::: EXCERPT PROVIDED
Allophanate degradation assays. Ammonia release, HPLC, and urea agar plate assays were done to determine if ORF102 (atzF) encoded allophanate hydrolase activity. For these studies, a clone from the pADP-1 sequencing library, p14D12, containing only the complete copy of ORF102 was used. To test for urea hydrolysis, 500 µl of E. coli(p14D12) and E. coli(pUC18) cultures (OD₆₀₀ = 1.0) were spotted onto the surface of urea agar (Difco, Detroit, Mich.). The cultures were incubated for up to 1 week at 37°C, and urea hydrolysis was monitored by observing a change in the color of the medium, indicating an increase in pH due to urea hydrolysis.

RT-PCR analyses. RNA was isolated from exponentially growing Pseudomonas sp. strain ADP cells using the diethyl polycarbonate (DEPC) of Summers (56). RNA samples were treated with 10 U of RNase-free DNase (Takara Biomedical Group, Shiga, Japan) for 1 h at 37°C, extracted twice with phenol-chloroform, and ethanol precipitated. The resulting RNA was quantified spectrophotometrically.
::::::
::: DATA RECORDS
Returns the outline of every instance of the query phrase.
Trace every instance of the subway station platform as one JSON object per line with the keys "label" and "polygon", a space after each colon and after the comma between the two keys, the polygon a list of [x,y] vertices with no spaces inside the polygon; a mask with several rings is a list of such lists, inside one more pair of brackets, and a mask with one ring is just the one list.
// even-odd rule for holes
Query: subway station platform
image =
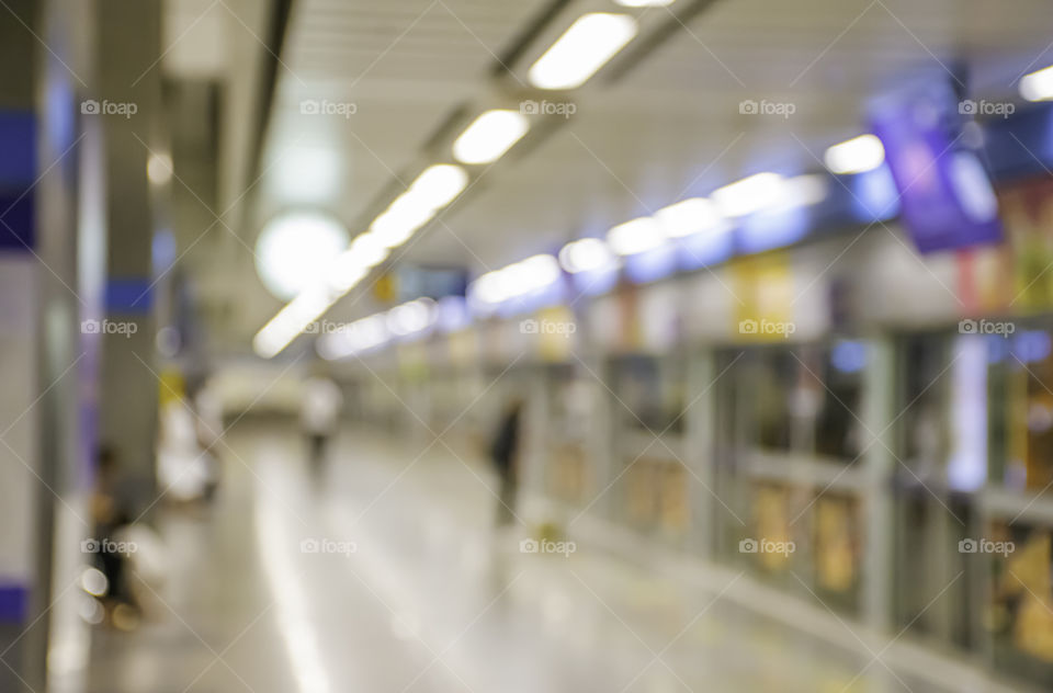
{"label": "subway station platform", "polygon": [[223,447],[214,505],[161,514],[139,629],[93,637],[90,691],[963,690],[581,541],[521,553],[487,468],[443,446],[346,432],[321,479],[292,428]]}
::::::
> DIRECTIONS: Summarize the methods excerpt above in two sentences.

> ANSWER TO THIS EXERCISE: Ammonia release, HPLC, and urea agar plate assays were done with clone p14D12, which contains only the complete copy of ORF102 (atzF), to determine whether that gene encoded allophanate hydrolase activity, and urea hydrolysis was detected as a color change in urea agar spotted with E. coli cultures. For RT-PCR analyses, RNA isolated from exponentially growing Pseudomonas sp. strain ADP cells was treated with RNase-free DNase, extracted twice with phenol-chloroform, ethanol precipitated, and quantified spectrophotometrically.